## begin

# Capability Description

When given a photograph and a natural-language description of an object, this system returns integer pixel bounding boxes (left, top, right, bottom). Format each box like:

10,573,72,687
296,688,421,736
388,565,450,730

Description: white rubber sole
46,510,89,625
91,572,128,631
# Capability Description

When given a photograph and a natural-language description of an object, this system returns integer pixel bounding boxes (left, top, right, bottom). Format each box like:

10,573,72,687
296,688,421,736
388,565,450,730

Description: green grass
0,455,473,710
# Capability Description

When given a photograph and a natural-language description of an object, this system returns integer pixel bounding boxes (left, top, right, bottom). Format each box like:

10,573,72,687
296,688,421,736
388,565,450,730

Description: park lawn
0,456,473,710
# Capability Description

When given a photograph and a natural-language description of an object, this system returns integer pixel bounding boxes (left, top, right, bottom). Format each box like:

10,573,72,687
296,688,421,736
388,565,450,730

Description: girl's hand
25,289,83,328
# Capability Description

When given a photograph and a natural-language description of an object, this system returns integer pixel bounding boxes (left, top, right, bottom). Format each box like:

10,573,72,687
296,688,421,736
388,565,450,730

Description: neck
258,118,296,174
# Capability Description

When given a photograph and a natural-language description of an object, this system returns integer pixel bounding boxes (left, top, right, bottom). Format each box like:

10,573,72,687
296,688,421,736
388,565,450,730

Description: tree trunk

## end

**DIRECTIONS:** Reproduce all of the material above, swapping every "system" for "tool" and leaving everything else unchanged.

**COMPLETE RESPONSE:**
# Capability Description

When given a photograph and a natural-language description of an object, this tool returns integer pixel bounding boxes (left, top, right, bottom). Format each box like:

10,573,72,687
296,688,421,736
388,565,450,730

Description: white rubber sole
46,510,89,625
91,572,128,631
# Capability Description

When given a photograph and a natural-language description of an object, this tool returns integer pixel bounding boxes (left, top, right, bottom). Format each box like:

10,573,72,687
296,688,421,736
388,565,450,730

Description: green grass
0,455,473,710
# Capability Description

When given a photograph and a natural-language description of an object, this tool returns integer pixel bounding boxes (left, top, right, bottom). Format each box like:

10,573,72,687
296,688,421,736
388,565,450,730

Description: park lawn
0,456,473,710
# Capability Description

When given a photograph and a natural-language description of an object, this tool returns integer pixel bounding boxes (left, top, right, bottom). Format each box like:

10,573,72,687
296,688,421,736
388,565,450,730

Description: girl's hand
25,289,83,328
# Capability Description

When given a photograph and a natural-language description of an object, this tool returns integer pixel bounding boxes (left, top, right, bottom). Format each box like:

10,573,72,687
296,688,421,736
388,565,450,730

Description: neck
258,118,296,174
# Capability Description

When given a photograph and a natural-language description of an object, this tool returns integer pixel bounding boxes (left, top, right, bottom). Format each box like:

10,573,72,687
296,688,421,736
388,565,450,730

Description: tree trunk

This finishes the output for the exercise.